Posts tagged: Catwoman

Title Pages: Batman Strikes #14

It’s time for another installment of Title Pages, featuring another title page from my run on The Batman Strikes! which was a tie-in comic for The Batman animated TV series. A Title Page is the page which features the story title and credits for the issue, and is often (but not always) a Splash Page, which is a full-page image, rather than a page broken up into multiple panels.

Issue #14 of The Batman Strikes! was the concluding chapter of the 50-issue series’ only 2-parter, and we opened with a full-page splash continuation of the previous issue’s cliffhanger: Batman and Catwoman under attack by Clayface!

Strikes #14 - Title Page pencils

Strikes #14 – Title Page pencils

Strikes #14 - Title Page inks

Strikes #14 – Title Page inks

 


This page is a great example of how I really tried on this book to compose pages with areas of high-contrast light and dark. And the full-page splash allowed me to frame a nice shot of good and gloppy Clayface menacing Batman and Catwoman and still gave me room for one of my more elaborate title logo designs, complete with hourglass and ripping letters, with space below for the story credits. That kind of texture work really played to series inker Terry Beatty’s strengths, and I always looked forward to seeing what he’d do on pages like this.

Strikes #14 - Title Page color

Strikes #14 – Title Page color

Sadly, this page is also a great example of why I wish I’d had more input on the coloring of this series, as I often felt like the approach used was working in direct opposition to what I was trying to do with the lien art. For some reason Clayface was given a special color treatment where all the blacks on the figure were lightened from pure black to a dark gray color. I felt this really flattened the character by diminishing the contrast of the light-and-shadow effects I was employing to give the figure weight and mass. A similar lightening effect was used on the cityscape in the background and the buildings were placed against a sky color that was tonally similar, which served to visually obliterate the skyline, and doesn’t bear any resemblance to how skyscapers in a large city look at night. Furthermore, a similar lightening color effect was employed on the clay in the foreground that Batman and Catwoman were immersed in. I feel that the coloring effect so overpowered the line art, that it’s use in the foreground, midground and background really flattened the whole image, and turned what had been a carefully composed image into something of a muddy (pun-intended) mess.

[SET PROBLEM 1] From the post on the Batman Strikes #14 title page, list every part of the image that the author says was given a lightening color effect.
[SET PROBLEM 2] In the post on the Batman Strikes #14 title page, reproduce the passage between "It’s time for" and "attack by Clayface!", inclusive, substituting "unresolved ending" for "cliffhanger".
[SET PROBLEM 3]
Answer these from the post on the Batman Strikes #14 title page:
(a) Which issue number concluded the series' only 2-parter?
(b) Who was the series inker?
(c) To what color were the blacks on Clayface lightened?

[DATA SECTION]
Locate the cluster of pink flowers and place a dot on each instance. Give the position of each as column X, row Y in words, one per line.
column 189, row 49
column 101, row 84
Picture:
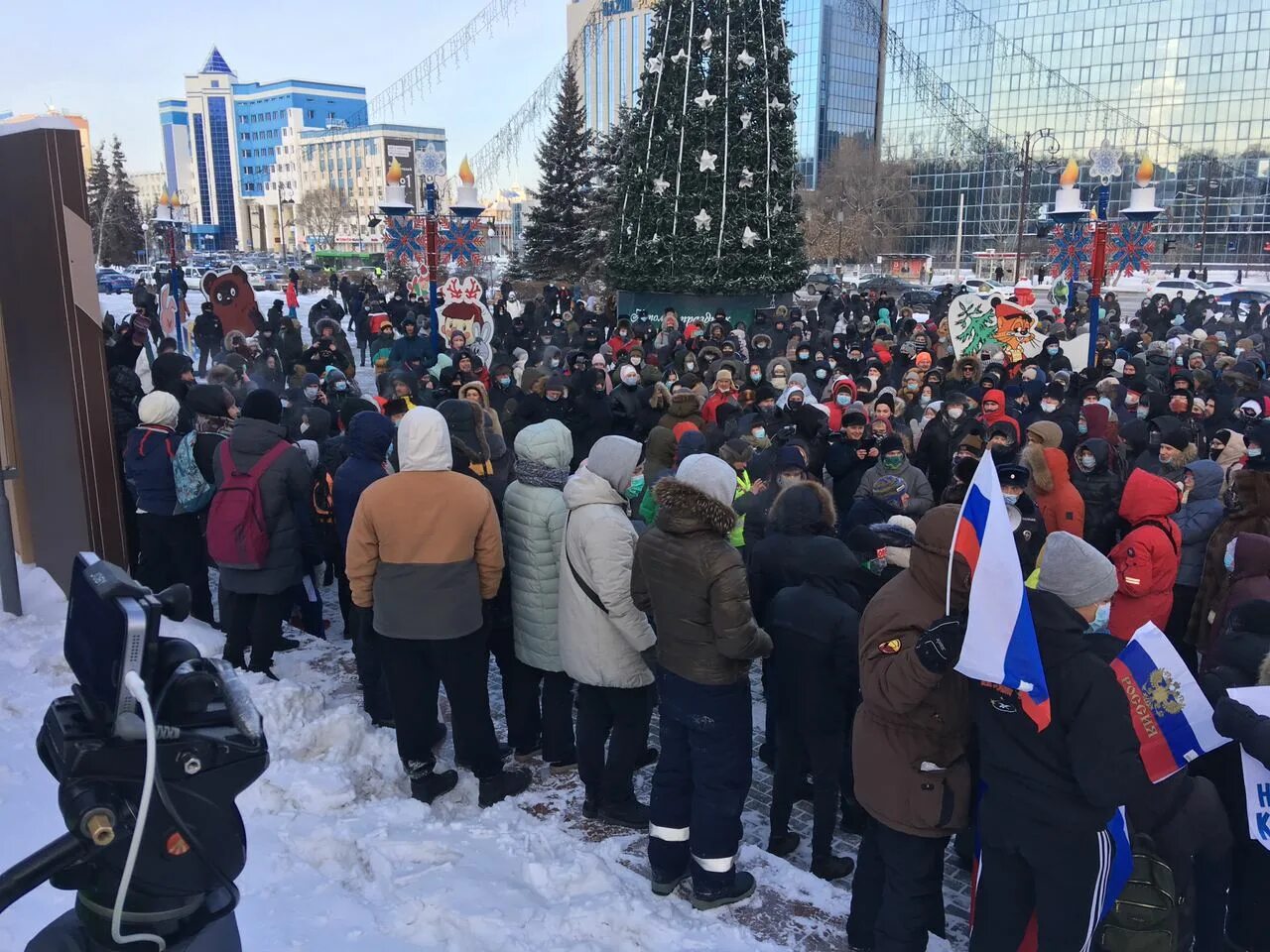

[CORRECT ANSWER 1]
- The blacks on the Clayface figure, lightened from pure black to dark gray
- The cityscape in the background
- The clay in the foreground that Batman and Catwoman were immersed in

[CORRECT ANSWER 2]
It’s time for another installment of Title Pages, featuring another title page from my run on The Batman Strikes! which was a tie-in comic for The Batman animated TV series. A Title Page is the page which features the story title and credits for the issue, and is often (but not always) a Splash Page, which is a full-page image, rather than a page broken up into multiple panels.

Issue #14 of The Batman Strikes! was the concluding chapter of the 50-issue series’ only 2-parter, and we opened with a full-page splash continuation of the previous issue’s unresolved ending: Batman and Catwoman under attack by Clayface!

[CORRECT ANSWER 3]
(a) Issue #14
(b) Terry Beatty
(c) A dark gray